Study questions –
a) In the Tibo profile, what share of equity in Tweet Hunter did Tibo give J.K. Molina?
b) Repeat the stretch of the Tibo profile from "In the spring" through "became unbearable again." word for word.

He didn't pivot. He burned everything and started shipping.
In the spring of 2021, Thibault Louis-Lucas - better known as Tibo, later as @tibo_maker - sat in a rented apartment in Bali with nothing but a MacBook Pro and a very specific list of things he would never do again. No VC money. No large teams. No two-year runways that end in bankruptcy.
He had been through it. Built ~15 products across multiple startups. Raised venture capital once. Hired a big team. Watched it collapse - couldn't pay the salaries, couldn't pay the debts. Declared bankruptcy. Took a CTO job at someone else's startup just to financially survive. Then, after exactly one year, the itch became unbearable again.
So he and his co-founder Thomas - the same Thomas from his very first startup, the educational tool for kids that made zero revenue - made a pact. Ship one product per week. Validate fast. Stay small. No hiring until a product pays for itself three times over.
It's crazy the number of stuff that I built that didn't go anywhere. But if I didn't build those, I would not have built the few that went viral.
- Tibo (@tibo_maker)In four months, they launched eleven products. Only four made any money. One of those four was Tweet Hunter - a tool for discovering and repurposing viral tweets. The MVP was embarrassingly simple: an inspiration wall. If you wanted to find the best tweets about product growth, you searched, browsed, and picked. Nothing that a determined Google search couldn't do badly.
But Tibo had learned something from all those failures: distribution matters more than product. In July 2021, he gave J.K. Molina - a Twitter influencer with a large, engaged following - 25% equity in Tweet Hunter. No salary. No guaranteed outcomes. Just a bet on alignment. The bet worked spectacularly. Before the partnership: $3K MRR. After: $20K MRR. Overnight.

Dataset extract –
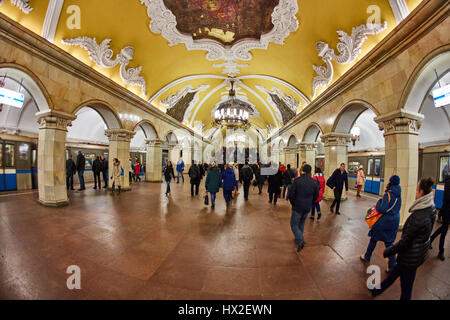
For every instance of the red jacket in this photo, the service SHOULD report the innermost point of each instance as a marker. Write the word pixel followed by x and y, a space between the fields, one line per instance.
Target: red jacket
pixel 321 180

Responses per task –
a) 25%

b)
In the spring of 2021, Thibault Louis-Lucas - better known as Tibo, later as @tibo_maker - sat in a rented apartment in Bali with nothing but a MacBook Pro and a very specific list of things he would never do again. No VC money. No large teams. No two-year runways that end in bankruptcy.
He had been through it. Built ~15 products across multiple startups. Raised venture capital once. Hired a big team. Watched it collapse - couldn't pay the salaries, couldn't pay the debts. Declared bankruptcy. Took a CTO job at someone else's startup just to financially survive. Then, after exactly one year, the itch became unbearable again.